An arithmetic function is a real or complex-valued functions defined on the set of positive integers. Often, arithmetic functions reflect arithmetical information concerning integers and are intensively studied in number theory.
Defintion. An arithmetic function $f$ is said to be multiplicative if $f(1) = 1$ and $f(mn) = f(m)f(n)$ whenever $m$ and $n$ are relatively prime.
By unique factorization of integers, a multiplicative arithmetic function is determined completely by its values on all of the prime powers.
Examples. (i) Identity function $id$: $id(n) = n$.
(ii) Delta function $\delta$: $\delta(1) = 1, \delta(n) = 0$ for $n > 1$.
(iii) Constant one function $\mathbf{1}$: $\mathbf{1}(n) = 1$.
(iv) Moebius function $\mu$: $\mu(1) = 1$ and if $n$ is the product of $m$ distinct primes, then $\mu(n) = (-1)^m$, otherwise $\mu(n) = 0$.
The set of all multiplicative functions can be made into a commutative ring with identity with pointwise addition and the Dirichlet convolution defined below as multiplication.

■ **Record excerpts**
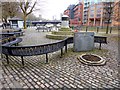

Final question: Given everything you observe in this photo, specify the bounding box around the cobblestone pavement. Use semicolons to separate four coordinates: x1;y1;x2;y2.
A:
0;29;120;90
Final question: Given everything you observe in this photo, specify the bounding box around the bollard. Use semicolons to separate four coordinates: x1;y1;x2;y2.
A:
86;27;88;32
110;27;112;33
97;27;99;33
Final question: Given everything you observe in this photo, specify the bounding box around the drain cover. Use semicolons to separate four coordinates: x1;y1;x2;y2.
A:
78;54;106;65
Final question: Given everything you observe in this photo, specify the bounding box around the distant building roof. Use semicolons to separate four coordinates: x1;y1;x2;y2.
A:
8;17;23;21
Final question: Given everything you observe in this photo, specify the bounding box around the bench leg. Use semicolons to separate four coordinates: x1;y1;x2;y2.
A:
46;53;48;63
21;56;24;66
6;55;9;64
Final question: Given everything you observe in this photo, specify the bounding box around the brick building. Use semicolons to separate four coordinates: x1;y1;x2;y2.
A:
87;3;103;26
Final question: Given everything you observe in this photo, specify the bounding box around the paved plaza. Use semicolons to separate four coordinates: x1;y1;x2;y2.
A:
0;30;120;90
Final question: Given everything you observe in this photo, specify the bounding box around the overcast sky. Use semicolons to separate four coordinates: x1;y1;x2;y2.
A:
35;0;78;20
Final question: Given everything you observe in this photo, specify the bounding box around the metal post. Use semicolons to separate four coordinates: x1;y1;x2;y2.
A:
97;27;99;33
99;42;101;50
65;40;67;53
65;44;67;53
61;48;63;57
86;27;88;32
46;53;48;63
21;56;24;66
110;27;112;33
6;55;9;64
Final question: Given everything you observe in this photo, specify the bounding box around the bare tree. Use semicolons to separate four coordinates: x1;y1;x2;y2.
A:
113;1;120;25
103;2;114;34
1;2;19;22
20;0;37;29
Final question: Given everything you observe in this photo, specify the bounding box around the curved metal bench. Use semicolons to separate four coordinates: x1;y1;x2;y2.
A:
2;38;71;66
2;38;22;46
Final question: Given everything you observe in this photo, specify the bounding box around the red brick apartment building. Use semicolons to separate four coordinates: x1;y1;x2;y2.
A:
64;0;120;26
88;3;103;26
70;3;83;26
64;3;83;26
64;9;70;17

■ **Directive A**
Please transcribe the stretch of the arithmetic-functions text from "By unique factorization" through "below as multiplication.".
■ **Directive B**
Decide whether each statement agrees with the arithmetic-functions text. Answer yes or no, and quote the words from the text that settle it.
(i) A multiplicative function must take the value 1 at 1.
(ii) The Moebius function equals 0 whenever $n$ is a product of distinct primes.
(iii) Under pointwise addition and Dirichlet convolution, the multiplicative functions form a commutative ring with identity.
■ **Directive C**
Write the next part of the arithmetic-functions text, picking up after its final sentence.
The rows are material apart from the arithmetic-functions text.

■ **Result A**
By unique factorization of integers, a multiplicative arithmetic function is determined completely by its values on all of the prime powers.
Examples. (i) Identity function $id$: $id(n) = n$.
(ii) Delta function $\delta$: $\delta(1) = 1, \delta(n) = 0$ for $n > 1$.
(iii) Constant one function $\mathbf{1}$: $\mathbf{1}(n) = 1$.
(iv) Moebius function $\mu$: $\mu(1) = 1$ and if $n$ is the product of $m$ distinct primes, then $\mu(n) = (-1)^m$, otherwise $\mu(n) = 0$.
The set of all multiplicative functions can be made into a commutative ring with identity with pointwise addition and the Dirichlet convolution defined below as multiplication.

■ **Result B**
(i) Yes: "An arithmetic function $f$ is said to be multiplicative if $f(1) = 1$"
(ii) No: "if $n$ is the product of $m$ distinct primes, then $\mu(n) = (-1)^m$"
(iii) Yes: "The set of all multiplicative functions can be made into a commutative ring with identity with pointwise addition and the Dirichlet convolution"

■ **Result C**
Definition. Let $f$ and $g$ be multiplicative functions. The Dirichlet convolution of $f$ and $g$ is the arithmetic function $f * g$ defined by $$f * g(n) = \sum_{d \mid n} f(d)g(\frac{n}{d}).$$
Proposition. Let $f, g, h$ be multiplicative functions.
(i) $f * g$ is multiplicative.
(ii) $(f * g) * h = f * (g * h)$.
(iii) $f * g = g * f$.
(iv) $f * \delta = f$.
Hence the multiplicative identity for Dirichlet convolution is the delta function. Below we see that the multiplicative inverse of constant one function is Moebius function.
Proposition. $\mu * \mathbf{1} = \delta$.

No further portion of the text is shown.